TEXT:
***

With migration comes a deepening of a city's idea bank and an enrichment of its global connectivity. With migration comes growth. Absent a flow of people, metros struggle to find their footing in the information age. Without migration, cities "shrink," not only demographically but economically.

Reads a recent National Bureau of Economic Research paper called "Birthplace Diversity and Economic Prosperity":

We show that birthplace diversity...is positively related to economic development even after controlling for education, institutions, ethnic and linguistic fractionalization, trade openness, geography, market size and origin-effects.

You could say, then, that the Rust Belt has a bit of an identity crisis as well. But it's a conflict of irrelevancy that comes with being unwanted, as opposed to San Francisco's plight of being wanted too much.

***

DATA EXCERPTS:
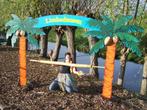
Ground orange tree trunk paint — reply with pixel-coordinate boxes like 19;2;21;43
102;43;116;99
19;36;27;86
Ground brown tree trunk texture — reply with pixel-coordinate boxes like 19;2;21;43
140;55;147;95
51;32;63;61
40;28;51;57
117;47;129;86
88;37;99;78
65;27;76;63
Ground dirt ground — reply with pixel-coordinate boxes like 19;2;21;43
0;46;147;110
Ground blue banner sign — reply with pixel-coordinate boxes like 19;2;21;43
35;14;99;30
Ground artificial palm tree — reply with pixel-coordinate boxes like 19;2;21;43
5;14;44;86
85;16;143;98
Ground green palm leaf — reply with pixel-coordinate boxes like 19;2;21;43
123;41;142;57
114;16;133;30
116;25;144;33
116;32;139;43
88;20;103;27
89;39;104;54
101;16;113;25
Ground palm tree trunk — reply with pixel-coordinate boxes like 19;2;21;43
88;37;99;79
140;56;147;95
52;32;63;61
19;36;27;86
65;27;76;63
102;43;116;99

***

CHALLENGES:
• 1. List every factor that the migration passage says the research controlled for.
• 2. Repeat the migration passage starting at "With migration comes a" and ending at "wanted too much.", swapping "migration" for "immigration".
The material has no connection to the migration passage.

THE RESPONSES:
• 1.
- education
- institutions
- ethnic and linguistic fractionalization
- trade openness
- geography
- market size
- origin-effects

• 2.
With immigration comes a deepening of a city's idea bank and an enrichment of its global connectivity. With immigration comes growth. Absent a flow of people, metros struggle to find their footing in the information age. Without immigration, cities "shrink," not only demographically but economically.

Reads a recent National Bureau of Economic Research paper called "Birthplace Diversity and Economic Prosperity":

We show that birthplace diversity...is positively related to economic development even after controlling for education, institutions, ethnic and linguistic fractionalization, trade openness, geography, market size and origin-effects.

You could say, then, that the Rust Belt has a bit of an identity crisis as well. But it's a conflict of irrelevancy that comes with being unwanted, as opposed to San Francisco's plight of being wanted too much.